* **LIST OF TASKS**:
• A. According to the nanoprinting text, at which two institutions did Udo Bach's team of scientists work?
• B. Pick up the nanoprinting text after its final sentence and keep writing it.
--- EXTRACT Enclosed Below ---
In history, it was first Bi Sheng and then Gutenberg who used movable type blocks to revolutionize printing. Computer microchips are “printed” on silicon disks using a photo-etching and plating process to create miniature circuitry patterns. More than a few research teams have been chasing the best way to accomplish nanoprinting and using a wide variety of techniques. A new process that uses electrically charged DNA molecules shows promise for developing a “printing plate” that can be reused multiple times.
Nanoscale Gutenberg-style printing – [nanowerk.com]
When Gutenberg developed the principles of modern book printing, books became available to the masses. Hoping to bring technology capable of mass production to the nanometer scale, Udo Bach and this team of scientists at Monash University (Australia) and the Lawrence Berkeley National Laboratory (USA) have developed a nanoprinting process modeled on Gutenberg’s printing method. Their goal is the simple, inexpensive production of nanotechnological components for solar cells, biosensors, and other electronic systems.
--- End of Enclosed EXTRACT ---
--- DATA EXTRACT Enclosed Below ---
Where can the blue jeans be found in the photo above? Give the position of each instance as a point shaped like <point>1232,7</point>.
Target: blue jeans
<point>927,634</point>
--- End of Enclosed DATA EXTRACT ---
* **ANSWERS FOR THIS EXERCISE**:
• A. Monash University (Australia) and the Lawrence Berkeley National Laboratory (USA).

• B.
Making a Point – [northwestern.edu]
Northwestern University researchers have developed a new technique for rapidly prototyping nanoscale devices and structures that is so inexpensive the “print head” can be thrown away when done.
Hard-tip, soft-spring lithography (HSL) rolls into one method the best of scanning-probe lithography — high resolution — and the best of polymer pen lithography — low cost and easy implementation.
HSL could be used in the areas of electronics (electronic circuits), medical diagnostics (gene chips and arrays of biomolecules) and pharmaceuticals (arrays for screening drug candidates), among others.